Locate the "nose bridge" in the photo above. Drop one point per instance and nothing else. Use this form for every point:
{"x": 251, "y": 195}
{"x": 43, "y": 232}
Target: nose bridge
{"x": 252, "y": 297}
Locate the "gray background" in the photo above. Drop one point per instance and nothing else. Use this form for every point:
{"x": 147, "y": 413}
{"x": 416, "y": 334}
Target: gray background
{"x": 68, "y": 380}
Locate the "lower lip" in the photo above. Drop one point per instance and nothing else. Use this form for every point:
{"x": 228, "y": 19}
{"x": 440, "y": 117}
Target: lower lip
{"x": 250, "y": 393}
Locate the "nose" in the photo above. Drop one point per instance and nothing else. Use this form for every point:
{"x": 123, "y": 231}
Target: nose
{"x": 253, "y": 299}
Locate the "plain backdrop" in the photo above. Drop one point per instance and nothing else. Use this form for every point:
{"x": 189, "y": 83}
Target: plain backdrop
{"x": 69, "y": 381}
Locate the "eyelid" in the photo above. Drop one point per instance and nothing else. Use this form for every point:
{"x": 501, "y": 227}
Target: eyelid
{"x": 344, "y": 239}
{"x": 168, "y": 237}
---
Required action:
Report back every line of the entries in which "above" occurs.

Answer space:
Locate the "nose bridge" in the photo above. Drop one point per instance and nothing else. Use this form for every point:
Locate the "gray background" in the photo above. Drop one point per instance and nothing else. Use this form for every point:
Locate the "lower lip" in the photo above. Drop one point per instance and nothing else. Use this form for every point:
Locate the "nose" in the photo above. Drop one point per instance and nothing else. Use this form for every point:
Locate the "plain backdrop" in the photo above. Drop one point per instance and nothing else. Use this form for every point:
Locate the "eyelid" in the photo above. Drop one point per instance and nothing else. Use this form for every point:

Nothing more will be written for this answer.